EXCERTO DO DOCUMENTO ▸
+++

LIVRO: "Quando as Girafas Baixam o Pescoço"



LIVRO: “Quando as Girafas Baixam o Pescoço”,
de Sandro William Junqueira
Ed. Editorial Caminho, Setembro de 2017


“A girafa possui pernas longas, sendo as dianteiras mais altas do que as traseiras. E o pescoço mais comprido de todo o reino animal. Na girafa, devido ao comprimento do seu intransigente pescoço, o coração situa-se demasiado longe da cabeça. Só quando a girafa se baixa para beber água é que a cabeça se aproxima do coração. E só devido a um excecional e complexo sistema vascular é que a cabeça não se lhe rebenta quando volta a erguer o pescoço”. Quarto romance de Sandro William Junqueira, “Quando as Girafas Baixam o Pescoço” está longe de ser um olhar sobre as alterações adaptativas das girafas e das suas particularidades anatomo-fisiológicas, antes adopta-o a título de exemplo para nos dar a ver o homem, esse outro mamífero, na sua luta diária para que o cérebro não expluda, quando e sempre que tem de baixar a cabeça. E são demasiadas as vezes em que isso acontece.

De gente desempregada, mulheres gordas, jovens anoréticas, homens que gostam de livros, bocas sedutoras de lábios vermelhos, adolescentes musculados, velhos que dormem com as pistolas debaixo da almofada ou profetas que entoam obscenos fins de mundo a troco de algumas moedas ou restos de comida, se tece a trama de “Quando as Girafas Baixam o Pescoço”. Mas também de sementes que se lançam à terra com as mãos trémulas da esperança, de blocos onde as notas escritas ajudam a pôr a vida nos devidos lugares ou de cães que levam homens não castrados em passeio e os trazem de regresso a casa. Deste amontoado de vidas entrecruzadas, incapazes de perceber o efeito que produzem umas nas outras e fazendo o seu caminho numa solidão que se adensa a cada passo, se constrói “Quando as Girafas Baixam o Pescoço”.

+++

DADOS FORNECIDOS ▸
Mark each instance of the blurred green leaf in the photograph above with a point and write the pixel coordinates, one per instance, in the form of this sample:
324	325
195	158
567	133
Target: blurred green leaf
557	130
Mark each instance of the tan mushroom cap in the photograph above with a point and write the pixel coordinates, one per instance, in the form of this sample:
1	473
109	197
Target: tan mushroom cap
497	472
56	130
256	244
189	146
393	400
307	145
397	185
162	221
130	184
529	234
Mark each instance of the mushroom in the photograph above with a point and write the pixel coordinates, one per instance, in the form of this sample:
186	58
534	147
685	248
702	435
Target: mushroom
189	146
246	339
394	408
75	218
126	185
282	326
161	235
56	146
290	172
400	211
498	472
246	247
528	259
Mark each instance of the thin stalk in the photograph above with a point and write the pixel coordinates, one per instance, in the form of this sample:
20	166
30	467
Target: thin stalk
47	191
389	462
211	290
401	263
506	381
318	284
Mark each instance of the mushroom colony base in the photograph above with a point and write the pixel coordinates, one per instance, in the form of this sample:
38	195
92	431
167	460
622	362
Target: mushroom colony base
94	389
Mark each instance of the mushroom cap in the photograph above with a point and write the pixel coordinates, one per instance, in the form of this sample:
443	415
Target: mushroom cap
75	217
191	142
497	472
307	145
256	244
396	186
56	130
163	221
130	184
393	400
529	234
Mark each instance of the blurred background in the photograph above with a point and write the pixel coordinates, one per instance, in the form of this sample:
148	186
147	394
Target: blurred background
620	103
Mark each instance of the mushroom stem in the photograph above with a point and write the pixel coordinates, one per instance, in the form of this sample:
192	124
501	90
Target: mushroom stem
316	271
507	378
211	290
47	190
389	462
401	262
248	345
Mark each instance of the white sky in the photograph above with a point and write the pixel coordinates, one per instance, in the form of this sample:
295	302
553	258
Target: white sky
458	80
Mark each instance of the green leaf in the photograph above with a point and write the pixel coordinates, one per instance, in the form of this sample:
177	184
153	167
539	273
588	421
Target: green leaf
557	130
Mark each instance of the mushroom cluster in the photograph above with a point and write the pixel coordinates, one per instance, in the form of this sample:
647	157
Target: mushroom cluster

+++

TAREFA A REALIZAR ▸ No excerto sobre o romance "Quando as Girafas Baixam o Pescoço", em que momento a cabeça da girafa se aproxima do coração?

RESPOSTA DO EXERCÍCIO ▸ Só quando a girafa se baixa para beber água.